◆ EXERCISE:
Reproduce the material below line for line, with every character unchanged.

◆ DATA EXCERPTS:
========================================

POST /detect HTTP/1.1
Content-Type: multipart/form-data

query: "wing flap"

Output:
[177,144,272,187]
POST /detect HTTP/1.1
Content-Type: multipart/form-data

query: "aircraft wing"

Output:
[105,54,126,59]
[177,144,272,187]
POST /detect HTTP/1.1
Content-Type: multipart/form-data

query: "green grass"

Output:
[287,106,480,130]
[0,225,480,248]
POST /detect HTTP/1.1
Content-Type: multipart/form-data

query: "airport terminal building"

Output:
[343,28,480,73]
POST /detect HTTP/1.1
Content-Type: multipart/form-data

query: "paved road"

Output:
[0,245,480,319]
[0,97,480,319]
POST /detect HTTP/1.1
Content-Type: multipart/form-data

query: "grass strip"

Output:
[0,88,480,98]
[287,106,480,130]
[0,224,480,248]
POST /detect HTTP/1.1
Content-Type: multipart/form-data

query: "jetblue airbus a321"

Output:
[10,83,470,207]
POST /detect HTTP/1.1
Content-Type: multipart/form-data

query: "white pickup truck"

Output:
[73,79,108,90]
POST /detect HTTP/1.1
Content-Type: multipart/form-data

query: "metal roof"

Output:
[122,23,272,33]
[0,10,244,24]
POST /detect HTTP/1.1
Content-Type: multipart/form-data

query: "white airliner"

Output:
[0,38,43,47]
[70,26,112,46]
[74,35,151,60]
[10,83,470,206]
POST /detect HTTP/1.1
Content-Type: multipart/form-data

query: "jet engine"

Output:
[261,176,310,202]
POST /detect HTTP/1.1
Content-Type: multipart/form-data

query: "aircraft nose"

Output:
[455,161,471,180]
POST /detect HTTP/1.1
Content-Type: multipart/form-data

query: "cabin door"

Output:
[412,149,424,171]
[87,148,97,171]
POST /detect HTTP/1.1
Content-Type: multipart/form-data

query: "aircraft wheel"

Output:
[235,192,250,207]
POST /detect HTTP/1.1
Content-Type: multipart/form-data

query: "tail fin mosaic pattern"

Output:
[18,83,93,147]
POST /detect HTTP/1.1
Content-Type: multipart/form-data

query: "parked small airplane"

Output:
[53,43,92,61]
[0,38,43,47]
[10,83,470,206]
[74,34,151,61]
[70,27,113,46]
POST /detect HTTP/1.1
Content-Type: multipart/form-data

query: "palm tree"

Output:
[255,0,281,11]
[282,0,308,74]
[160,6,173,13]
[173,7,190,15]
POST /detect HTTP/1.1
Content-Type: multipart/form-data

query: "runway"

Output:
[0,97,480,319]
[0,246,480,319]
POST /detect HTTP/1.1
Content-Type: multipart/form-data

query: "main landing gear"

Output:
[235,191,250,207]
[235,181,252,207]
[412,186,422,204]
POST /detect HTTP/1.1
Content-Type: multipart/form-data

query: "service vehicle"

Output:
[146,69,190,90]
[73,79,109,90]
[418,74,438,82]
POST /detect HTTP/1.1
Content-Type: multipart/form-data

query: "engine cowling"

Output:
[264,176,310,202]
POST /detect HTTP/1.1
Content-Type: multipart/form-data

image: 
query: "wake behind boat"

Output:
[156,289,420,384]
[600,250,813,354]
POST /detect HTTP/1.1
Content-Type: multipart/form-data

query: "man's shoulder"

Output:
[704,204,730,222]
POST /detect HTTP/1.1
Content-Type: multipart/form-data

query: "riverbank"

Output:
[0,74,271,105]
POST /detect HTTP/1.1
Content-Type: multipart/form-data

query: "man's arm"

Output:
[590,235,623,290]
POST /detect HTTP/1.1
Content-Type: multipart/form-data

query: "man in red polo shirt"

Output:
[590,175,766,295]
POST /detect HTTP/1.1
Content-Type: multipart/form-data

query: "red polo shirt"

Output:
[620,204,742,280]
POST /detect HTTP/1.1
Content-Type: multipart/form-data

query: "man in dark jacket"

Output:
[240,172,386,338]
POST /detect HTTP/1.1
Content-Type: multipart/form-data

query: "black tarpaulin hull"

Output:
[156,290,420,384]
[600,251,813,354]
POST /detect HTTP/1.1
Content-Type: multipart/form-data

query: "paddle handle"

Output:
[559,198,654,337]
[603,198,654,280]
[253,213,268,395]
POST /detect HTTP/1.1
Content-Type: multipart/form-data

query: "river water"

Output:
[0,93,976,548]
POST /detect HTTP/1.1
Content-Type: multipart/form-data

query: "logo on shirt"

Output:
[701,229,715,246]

========================================

◆ FULL ANSWER:
POST /detect HTTP/1.1
Content-Type: multipart/form-data

query: "wing flap"

Output:
[177,144,272,187]
POST /detect HTTP/1.1
Content-Type: multipart/form-data

query: "aircraft wing"

Output:
[105,54,126,59]
[177,144,272,187]
POST /detect HTTP/1.1
Content-Type: multipart/form-data

query: "green grass"

Output:
[287,106,480,130]
[0,225,480,248]
POST /detect HTTP/1.1
Content-Type: multipart/form-data

query: "airport terminal building"

Output:
[343,28,480,73]
POST /detect HTTP/1.1
Content-Type: multipart/form-data

query: "paved road"

Output:
[0,245,480,319]
[0,97,480,319]
POST /detect HTTP/1.1
Content-Type: multipart/form-data

query: "grass strip"

Output:
[0,88,480,98]
[287,106,480,130]
[0,224,480,248]
POST /detect HTTP/1.1
Content-Type: multipart/form-data

query: "jetblue airbus a321"

Output:
[10,83,470,207]
POST /detect HTTP/1.1
Content-Type: multipart/form-data

query: "white pickup truck"

Output:
[73,79,108,90]
POST /detect HTTP/1.1
Content-Type: multipart/form-data

query: "metal roof"

Output:
[122,23,272,33]
[0,10,244,24]
POST /detect HTTP/1.1
Content-Type: multipart/form-data

query: "white airliner"

Output:
[0,38,43,47]
[70,26,112,46]
[74,35,151,60]
[10,83,470,206]
POST /detect HTTP/1.1
Content-Type: multipart/form-data

query: "jet engine"

Output:
[261,176,310,202]
POST /detect HTTP/1.1
Content-Type: multipart/form-data

query: "aircraft nose"

Output:
[455,161,471,180]
POST /detect HTTP/1.1
Content-Type: multipart/form-data

query: "cabin door"

Output:
[412,149,424,171]
[87,148,97,171]
POST /detect HTTP/1.1
Content-Type: multipart/form-data

query: "aircraft wheel"

Output:
[235,192,250,207]
POST /detect HTTP/1.1
Content-Type: multipart/form-data

query: "tail fin mosaic pattern"

Output:
[18,83,93,147]
POST /detect HTTP/1.1
Content-Type: multipart/form-data

query: "parked small airplane"

Output:
[53,43,92,61]
[0,38,43,47]
[10,83,470,206]
[74,34,151,61]
[70,27,113,46]
POST /detect HTTP/1.1
Content-Type: multipart/form-data

query: "palm tree"

Output:
[255,0,281,11]
[282,0,308,74]
[160,6,173,13]
[173,7,190,15]
POST /detect HTTP/1.1
Content-Type: multipart/form-data

query: "runway"

Output:
[0,97,480,319]
[0,246,480,319]
POST /detect HTTP/1.1
Content-Type: multipart/form-data

query: "main landing gear"

Output:
[235,191,250,207]
[235,181,252,207]
[412,186,422,204]
POST /detect HTTP/1.1
Content-Type: multipart/form-data

query: "service vehicle"

Output:
[146,69,190,90]
[73,79,109,90]
[418,74,438,82]
POST /detect HTTP/1.1
Content-Type: multipart/form-data

query: "engine cowling"

Output:
[264,176,310,202]
POST /detect HTTP/1.1
Content-Type: multipart/form-data

image: 
query: "wake behind boat"

Output:
[156,289,420,384]
[600,250,813,354]
POST /detect HTTP/1.1
Content-Type: multipart/form-data

query: "man's shoulder"

Output:
[704,204,730,222]
POST /detect HTTP/1.1
Content-Type: multipart/form-data

query: "riverbank"

Output:
[0,74,271,105]
POST /detect HTTP/1.1
Content-Type: multipart/form-data

query: "man's arm"

Output:
[590,235,623,290]
POST /detect HTTP/1.1
Content-Type: multipart/form-data

query: "man in red polo shirt"

Output:
[590,175,766,295]
POST /detect HTTP/1.1
Content-Type: multipart/form-data

query: "red polo shirt"

Output:
[620,204,742,280]
POST /detect HTTP/1.1
Content-Type: multipart/form-data

query: "man in dark jacket"

Output:
[240,172,386,338]
POST /detect HTTP/1.1
Content-Type: multipart/form-data

query: "black tarpaulin hull"

Output:
[156,290,420,384]
[600,251,813,354]
POST /detect HTTP/1.1
Content-Type: multipart/form-data

query: "paddle handle"

Output:
[559,198,654,337]
[603,198,654,280]
[253,213,268,395]
POST /detect HTTP/1.1
Content-Type: multipart/form-data

query: "river water"

Output:
[0,93,976,548]
POST /detect HTTP/1.1
Content-Type: multipart/form-data

query: "logo on shirt"

Output:
[701,229,715,246]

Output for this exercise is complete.